» Study text:
Grabar (then Hrabrov) attended high school in Yegoryevsk, where his father taught foreign languages. The stream of magazine publications that followed the 1881 murder of Alexander II of Russia gave him the first impetus to draw. In 1882, the Hrabars (Hrabrovs) relocated to Kiev, closer to the continuing trial of their mother and grandfather; later in the same year, Emmanuil Hrabar accepted an appointment to Izmail. He sent Igor to Mikhail Katkov's boarding school in Moscow; the schoolmaster waived tuition fees for a fellow slavophile. Igor Grabar, interested in drawing, soon made contacts with the students of the Moscow School of Painting, Sculpture and Architecture and already established artists - Abram Arkhipov, Vasily Polenov and the Schukins, wealthy patrons of art. Strapped for cash, he painted portraits of fellow students for a fee.

In 1889, Grabar was admitted to the Law Department of the Saint Petersburg University; he made a living by selling short stories to magazines and soon became the editor of Shut, "the weakest of humour magazines" that nevertheless paid well. His illustrations to books by Nikolay Gogol, signed Igor Hrabrov, inspired the young Aleksandr Gerasimov (born 1881), but Grabar generally stayed aside from drawing. He later complained that tabloid bohemianism completely overwhelmed him. In his second year at the university, Grabar moved up to the respectable Niva magazine. He selected graphics for Niva and wrote essays on contemporary painters but did not yet have enough influence to change its policies. Law-department classes were uninspiring and Grabar spent more time attending history lectures and Pavel Chistyakov's school of painting, but he still managed to graduate in law, without delay, in April 1893.

» Problem details:
Copy out the passage on Grabar's early years, beginning at the words "Grabar (then Hrabrov)" and stopping after "students for a fee.", but change "Izmail" to "Odessa".

» Data shown:
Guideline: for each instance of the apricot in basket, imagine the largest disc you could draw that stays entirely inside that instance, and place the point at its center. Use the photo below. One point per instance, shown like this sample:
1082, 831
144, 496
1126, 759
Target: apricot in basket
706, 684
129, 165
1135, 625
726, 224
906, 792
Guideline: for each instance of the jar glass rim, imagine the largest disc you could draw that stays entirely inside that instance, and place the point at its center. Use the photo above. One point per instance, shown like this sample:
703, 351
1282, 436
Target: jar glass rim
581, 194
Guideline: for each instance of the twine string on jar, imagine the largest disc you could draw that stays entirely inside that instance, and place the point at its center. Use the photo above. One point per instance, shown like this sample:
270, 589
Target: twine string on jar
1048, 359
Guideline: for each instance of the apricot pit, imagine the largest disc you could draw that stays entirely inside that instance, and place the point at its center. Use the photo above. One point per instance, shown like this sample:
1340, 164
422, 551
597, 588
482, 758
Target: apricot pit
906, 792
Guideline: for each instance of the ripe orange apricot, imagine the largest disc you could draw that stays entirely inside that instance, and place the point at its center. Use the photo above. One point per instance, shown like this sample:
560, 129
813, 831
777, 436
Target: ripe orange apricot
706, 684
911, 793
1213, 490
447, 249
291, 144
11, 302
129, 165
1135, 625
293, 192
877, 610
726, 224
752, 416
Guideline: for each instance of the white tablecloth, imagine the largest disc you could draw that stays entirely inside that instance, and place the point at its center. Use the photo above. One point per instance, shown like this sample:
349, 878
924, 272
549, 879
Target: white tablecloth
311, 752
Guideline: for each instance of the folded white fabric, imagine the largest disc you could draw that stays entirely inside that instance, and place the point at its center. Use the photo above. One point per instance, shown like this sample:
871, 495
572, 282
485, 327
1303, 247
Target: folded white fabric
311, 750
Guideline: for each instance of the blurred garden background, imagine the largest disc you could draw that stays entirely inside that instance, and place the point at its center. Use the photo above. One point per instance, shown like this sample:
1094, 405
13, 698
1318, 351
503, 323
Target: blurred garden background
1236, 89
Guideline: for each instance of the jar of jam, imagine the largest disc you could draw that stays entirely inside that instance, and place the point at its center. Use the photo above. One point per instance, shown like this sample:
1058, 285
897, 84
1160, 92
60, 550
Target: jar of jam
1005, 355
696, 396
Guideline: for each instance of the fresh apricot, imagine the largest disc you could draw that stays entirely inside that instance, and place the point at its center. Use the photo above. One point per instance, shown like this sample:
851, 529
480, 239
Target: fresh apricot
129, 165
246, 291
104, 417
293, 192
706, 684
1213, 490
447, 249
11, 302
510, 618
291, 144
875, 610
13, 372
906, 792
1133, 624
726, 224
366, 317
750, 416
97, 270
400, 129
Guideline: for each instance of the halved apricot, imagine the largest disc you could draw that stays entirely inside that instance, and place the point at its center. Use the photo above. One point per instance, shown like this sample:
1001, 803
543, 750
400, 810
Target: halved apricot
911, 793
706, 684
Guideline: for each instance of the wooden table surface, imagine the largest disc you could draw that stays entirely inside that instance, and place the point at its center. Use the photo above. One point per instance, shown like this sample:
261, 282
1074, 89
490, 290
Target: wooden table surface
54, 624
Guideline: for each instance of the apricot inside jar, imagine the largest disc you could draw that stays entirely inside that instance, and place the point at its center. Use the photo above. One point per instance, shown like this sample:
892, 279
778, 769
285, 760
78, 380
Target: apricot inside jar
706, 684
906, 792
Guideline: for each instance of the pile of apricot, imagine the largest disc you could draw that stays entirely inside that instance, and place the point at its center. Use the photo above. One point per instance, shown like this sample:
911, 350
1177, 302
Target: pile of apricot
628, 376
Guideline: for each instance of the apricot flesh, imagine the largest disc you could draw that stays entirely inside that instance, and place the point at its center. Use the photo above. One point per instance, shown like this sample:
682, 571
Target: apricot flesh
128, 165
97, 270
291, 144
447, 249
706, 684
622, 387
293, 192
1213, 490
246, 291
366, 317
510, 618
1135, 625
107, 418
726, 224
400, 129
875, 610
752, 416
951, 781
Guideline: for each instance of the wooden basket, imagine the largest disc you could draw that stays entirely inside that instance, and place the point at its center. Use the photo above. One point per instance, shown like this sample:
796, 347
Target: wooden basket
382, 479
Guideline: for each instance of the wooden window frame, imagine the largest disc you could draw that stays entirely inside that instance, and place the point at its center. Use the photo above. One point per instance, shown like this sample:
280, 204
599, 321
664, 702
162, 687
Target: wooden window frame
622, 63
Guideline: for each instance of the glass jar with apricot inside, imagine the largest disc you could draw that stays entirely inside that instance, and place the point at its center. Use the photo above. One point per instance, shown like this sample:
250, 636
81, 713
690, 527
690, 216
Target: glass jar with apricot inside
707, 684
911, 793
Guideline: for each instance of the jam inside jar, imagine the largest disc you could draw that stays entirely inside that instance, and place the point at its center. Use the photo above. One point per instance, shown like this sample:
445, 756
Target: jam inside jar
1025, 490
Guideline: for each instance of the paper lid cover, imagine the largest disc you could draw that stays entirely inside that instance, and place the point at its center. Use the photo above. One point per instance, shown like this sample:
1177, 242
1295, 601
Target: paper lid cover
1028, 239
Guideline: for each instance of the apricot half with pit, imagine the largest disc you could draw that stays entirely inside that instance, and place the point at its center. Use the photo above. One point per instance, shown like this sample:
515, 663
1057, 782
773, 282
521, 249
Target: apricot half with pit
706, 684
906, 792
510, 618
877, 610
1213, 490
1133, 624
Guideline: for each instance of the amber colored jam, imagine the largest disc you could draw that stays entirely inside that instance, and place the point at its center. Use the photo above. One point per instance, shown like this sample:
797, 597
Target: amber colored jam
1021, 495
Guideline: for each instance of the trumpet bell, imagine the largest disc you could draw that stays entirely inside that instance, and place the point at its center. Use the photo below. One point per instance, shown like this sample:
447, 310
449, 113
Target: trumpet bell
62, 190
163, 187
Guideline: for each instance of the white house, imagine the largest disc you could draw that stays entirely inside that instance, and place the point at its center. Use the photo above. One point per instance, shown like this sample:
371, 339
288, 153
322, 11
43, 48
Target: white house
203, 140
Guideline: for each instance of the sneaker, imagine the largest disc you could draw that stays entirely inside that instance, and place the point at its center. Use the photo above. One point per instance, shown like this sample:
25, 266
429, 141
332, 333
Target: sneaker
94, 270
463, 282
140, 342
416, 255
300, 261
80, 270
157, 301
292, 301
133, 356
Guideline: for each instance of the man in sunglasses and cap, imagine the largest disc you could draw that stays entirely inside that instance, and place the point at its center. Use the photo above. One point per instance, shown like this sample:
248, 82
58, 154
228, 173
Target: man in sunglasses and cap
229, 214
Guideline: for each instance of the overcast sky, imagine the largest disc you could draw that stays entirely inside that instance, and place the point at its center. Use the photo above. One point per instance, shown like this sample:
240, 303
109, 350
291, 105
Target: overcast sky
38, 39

» Solution to the exercise:
Grabar (then Hrabrov) attended high school in Yegoryevsk, where his father taught foreign languages. The stream of magazine publications that followed the 1881 murder of Alexander II of Russia gave him the first impetus to draw. In 1882, the Hrabars (Hrabrovs) relocated to Kiev, closer to the continuing trial of their mother and grandfather; later in the same year, Emmanuil Hrabar accepted an appointment to Odessa. He sent Igor to Mikhail Katkov's boarding school in Moscow; the schoolmaster waived tuition fees for a fellow slavophile. Igor Grabar, interested in drawing, soon made contacts with the students of the Moscow School of Painting, Sculpture and Architecture and already established artists - Abram Arkhipov, Vasily Polenov and the Schukins, wealthy patrons of art. Strapped for cash, he painted portraits of fellow students for a fee.